= TEXT EXTRACT =

POPULAR TOTAL RETURN FUND, INC.

Popular Total Return Fund, Inc., a corporation organized under the laws of the Commonwealth of Puerto Rico, does hereby certify pursuant to Article 8.05 of the Puerto Rico General Corporation Law of 1995, that:

FIRST:     Its original Certificate of Incorporation was filed in the Office of the Secretary of State of the Commonwealth of Puerto Rico on January 31, 2001, Reg. No. 118,026.

SECOND:     This Amended and Restated Certificate of Incorporation was unanimously approved by the Board of Directors of Popular Total Return Fund, Inc. at a meeting duly called and held on March 1, 2001 in accordance with the applicable provisions of Article 8.01B of the Puerto Rico General Corporation Law.

THIRD:     That as of the time of the adoption of this Amended and Restated Certificate of Incorporation, the Popular Total Return Fund, Inc. had not issued or received payment on any of its shares of capital stock and therefore, shareholder approval of this Amended and Restated Certificate of Incorporation was not required.

= DATA PROVIDED =
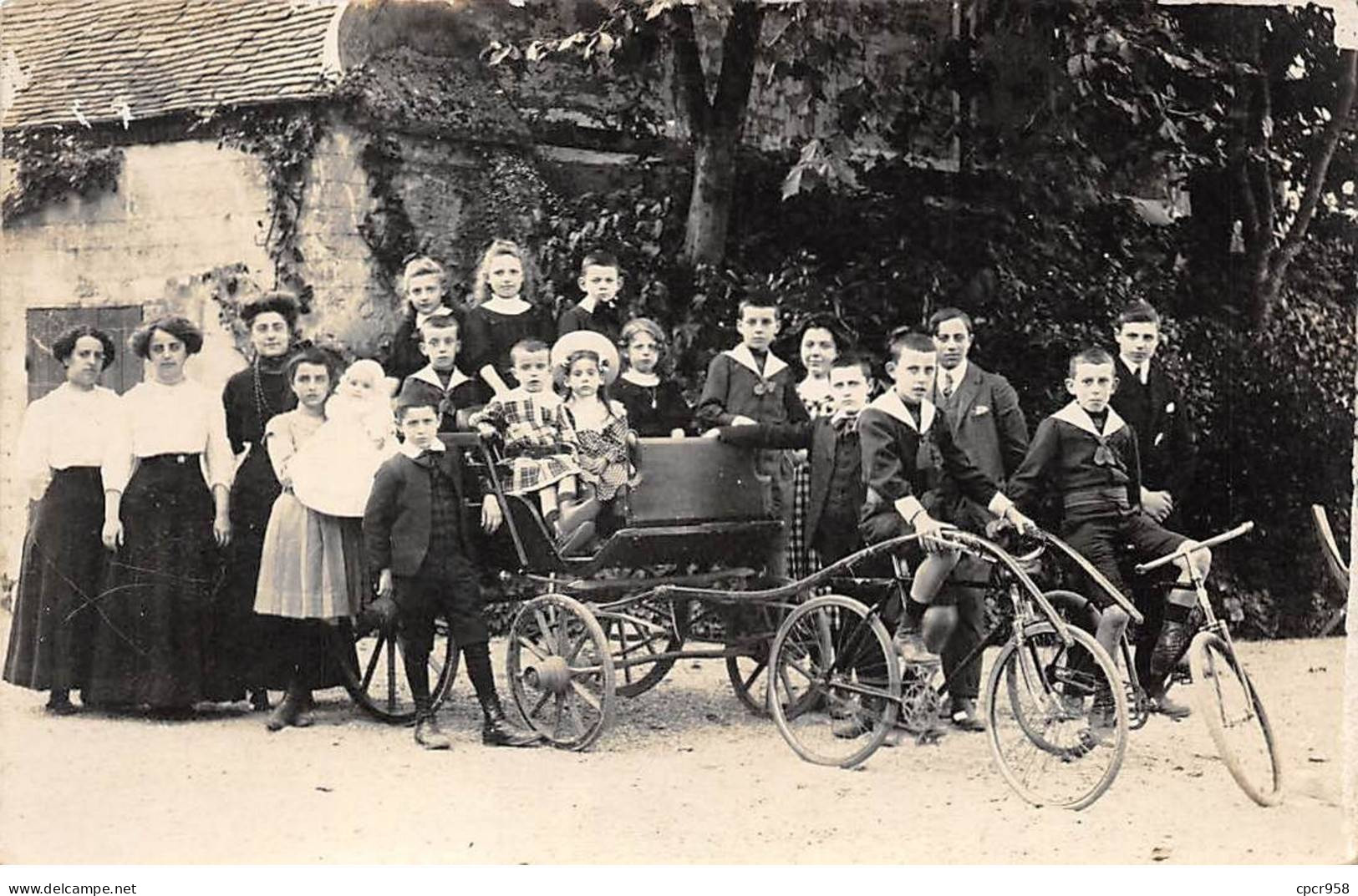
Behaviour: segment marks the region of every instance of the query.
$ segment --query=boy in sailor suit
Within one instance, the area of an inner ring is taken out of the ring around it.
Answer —
[[[1009,481],[1009,494],[1020,506],[1032,506],[1050,491],[1061,496],[1062,538],[1127,595],[1118,569],[1123,546],[1130,544],[1131,559],[1139,562],[1169,554],[1190,539],[1142,510],[1137,434],[1109,406],[1116,386],[1114,360],[1103,349],[1085,349],[1070,358],[1066,391],[1074,400],[1038,425],[1028,456]],[[1183,639],[1194,605],[1190,563],[1206,574],[1211,554],[1200,551],[1175,561],[1177,584],[1187,589],[1171,588],[1167,597],[1165,627],[1150,658],[1153,677],[1146,683],[1152,699],[1164,699],[1164,679],[1179,661],[1175,643]],[[1099,588],[1088,588],[1086,596],[1103,611],[1095,637],[1116,656],[1127,614],[1104,605],[1109,601]]]
[[[436,314],[420,324],[420,352],[429,362],[406,377],[398,400],[420,398],[439,411],[439,432],[458,428],[459,409],[479,405],[475,380],[458,369],[458,319],[452,312]]]
[[[769,350],[778,335],[778,305],[773,297],[746,296],[737,310],[740,345],[712,358],[694,419],[699,430],[716,426],[801,424],[809,419],[797,398],[792,369]],[[792,529],[792,459],[786,451],[760,451],[755,468],[773,479],[773,512],[782,532],[767,558],[769,573],[788,573],[788,532]]]
[[[952,490],[1020,529],[1032,527],[1032,521],[957,447],[942,413],[929,400],[938,357],[933,339],[900,334],[891,342],[891,357],[887,373],[892,388],[858,415],[868,486],[858,528],[869,543],[921,536],[903,551],[915,570],[896,626],[896,649],[909,662],[934,662],[957,623],[956,607],[951,605],[955,595],[940,597],[940,592],[960,554],[930,538],[945,525],[936,515],[956,504]]]

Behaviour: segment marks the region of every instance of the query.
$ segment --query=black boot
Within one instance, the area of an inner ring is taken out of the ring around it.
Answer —
[[[485,722],[481,725],[481,743],[486,747],[532,747],[542,740],[542,734],[519,728],[505,717],[505,710],[500,706],[498,696],[490,696],[481,702],[481,711]]]

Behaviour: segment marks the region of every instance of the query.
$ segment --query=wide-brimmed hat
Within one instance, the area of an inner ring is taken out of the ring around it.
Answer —
[[[593,352],[599,356],[599,373],[604,386],[610,386],[618,379],[618,346],[608,341],[608,337],[593,330],[576,330],[557,339],[551,346],[551,369],[558,379],[566,375],[566,361],[576,352]]]

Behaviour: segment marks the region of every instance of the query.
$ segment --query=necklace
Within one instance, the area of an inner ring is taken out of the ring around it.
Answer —
[[[263,432],[265,425],[276,413],[278,413],[278,409],[274,409],[274,406],[269,402],[269,396],[263,392],[263,377],[261,375],[263,358],[255,358],[254,364],[250,367],[254,373],[255,414],[259,417],[259,430]],[[270,371],[270,373],[273,372],[274,371]]]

= PROMPT 1 =
Print the stretch of the Popular Total Return Fund certificate from "THIRD:     That as" through "was not required.".
= PROMPT 2 =
On what date was the original Certificate of Incorporation of Popular Total Return Fund, Inc. filed, according to the certificate?
= PROMPT 3 =
According to the Popular Total Return Fund certificate, why was shareholder approval of the Amended and Restated Certificate of Incorporation not required?
The listing comes from a separate source and is unrelated to the certificate.

= FULL RESPONSE 1 =
THIRD:     That as of the time of the adoption of this Amended and Restated Certificate of Incorporation, the Popular Total Return Fund, Inc. had not issued or received payment on any of its shares of capital stock and therefore, shareholder approval of this Amended and Restated Certificate of Incorporation was not required.

= FULL RESPONSE 2 =
January 31, 2001.

= FULL RESPONSE 3 =
When the Amended and Restated Certificate of Incorporation was adopted, the fund had not issued or received payment on any of its shares of capital stock. So no shareholder approval was needed.